> _Supplied passage_:
>>>>

One fifth of global mortality has been reported to be due to infectious disease. Within this, respiratory diseases alone account for about four million deaths per year (Girard et al. (2005) Vaccine 23, 5708-24). However, because of the expense of development, coupled with uncertainty regarding efficacy, only about 2% of the global pharmaceutical budget is allocated to development of new prophylactic vaccines (Kiney & Girard (2005) Vaccine 23, 5705-7). Given the scope of the worldwide health problems caused by known and emerging infectious diseases, and additionally, the potential of novel biological warfare pathogens, it is important that novel strategies of rapid vaccine evaluation be developed and implemented.
Lung Structure and Function
The mammalian lung is an organ within the thorax where passive diffusion of oxygen and carbon dioxide occur across a thin, two-cell-thick tissue. Normal lung function is to exchange oxygen from the air with carbon dioxide in the blood. Only two cell layers are interposed between the air and the blood, with a small amount of ECM serving as a scaffold.

<<<<

> _Data records_:
>>>>

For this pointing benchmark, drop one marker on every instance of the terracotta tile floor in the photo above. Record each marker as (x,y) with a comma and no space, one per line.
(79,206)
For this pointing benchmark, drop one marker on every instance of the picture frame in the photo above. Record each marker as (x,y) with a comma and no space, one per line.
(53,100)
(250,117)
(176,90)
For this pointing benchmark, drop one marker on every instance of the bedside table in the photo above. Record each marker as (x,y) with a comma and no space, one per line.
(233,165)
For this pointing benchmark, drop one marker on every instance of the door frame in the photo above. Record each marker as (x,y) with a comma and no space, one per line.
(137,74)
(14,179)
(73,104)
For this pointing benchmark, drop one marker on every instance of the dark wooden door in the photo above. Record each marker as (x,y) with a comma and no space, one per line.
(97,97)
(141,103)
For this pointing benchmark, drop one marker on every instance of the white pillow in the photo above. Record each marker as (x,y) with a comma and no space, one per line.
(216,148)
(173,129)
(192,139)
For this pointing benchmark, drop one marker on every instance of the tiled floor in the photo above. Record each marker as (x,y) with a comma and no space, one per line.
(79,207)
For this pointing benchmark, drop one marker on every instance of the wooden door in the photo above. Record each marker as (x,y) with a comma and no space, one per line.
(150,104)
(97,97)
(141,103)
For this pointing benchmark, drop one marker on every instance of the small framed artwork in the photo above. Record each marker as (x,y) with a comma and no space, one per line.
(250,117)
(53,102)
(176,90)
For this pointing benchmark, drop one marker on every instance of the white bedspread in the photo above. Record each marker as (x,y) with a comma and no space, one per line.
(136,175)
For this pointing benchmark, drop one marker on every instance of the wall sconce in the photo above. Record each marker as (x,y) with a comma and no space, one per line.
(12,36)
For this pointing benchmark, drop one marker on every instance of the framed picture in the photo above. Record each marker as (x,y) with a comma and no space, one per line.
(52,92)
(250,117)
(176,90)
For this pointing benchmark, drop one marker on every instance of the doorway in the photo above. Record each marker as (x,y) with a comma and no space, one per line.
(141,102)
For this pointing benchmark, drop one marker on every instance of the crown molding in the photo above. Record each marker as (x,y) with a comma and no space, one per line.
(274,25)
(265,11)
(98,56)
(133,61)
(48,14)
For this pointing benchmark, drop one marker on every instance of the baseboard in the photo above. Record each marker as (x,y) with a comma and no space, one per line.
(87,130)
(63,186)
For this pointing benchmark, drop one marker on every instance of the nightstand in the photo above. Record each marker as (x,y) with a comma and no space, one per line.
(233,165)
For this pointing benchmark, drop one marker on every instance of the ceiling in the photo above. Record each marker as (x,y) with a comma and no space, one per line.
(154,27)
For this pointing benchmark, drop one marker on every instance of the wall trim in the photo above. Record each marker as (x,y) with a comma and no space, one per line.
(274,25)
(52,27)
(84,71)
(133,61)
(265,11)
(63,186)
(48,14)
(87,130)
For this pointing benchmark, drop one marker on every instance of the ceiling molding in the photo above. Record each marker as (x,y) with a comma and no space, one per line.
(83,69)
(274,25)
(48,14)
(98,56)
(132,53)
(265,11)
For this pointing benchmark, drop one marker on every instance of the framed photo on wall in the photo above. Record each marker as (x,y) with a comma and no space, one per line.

<<<<

> _Task to carry out_: Rewrite the stretch of the lung-structure text from "Lung Structure and" through "as a scaffold.", replacing "carbon dioxide" with "CO2" everywhere it occurs. The entries aren't needed for this work.

> _Worked solution_:
Lung Structure and Function
The mammalian lung is an organ within the thorax where passive diffusion of oxygen and CO2 occur across a thin, two-cell-thick tissue. Normal lung function is to exchange oxygen from the air with CO2 in the blood. Only two cell layers are interposed between the air and the blood, with a small amount of ECM serving as a scaffold.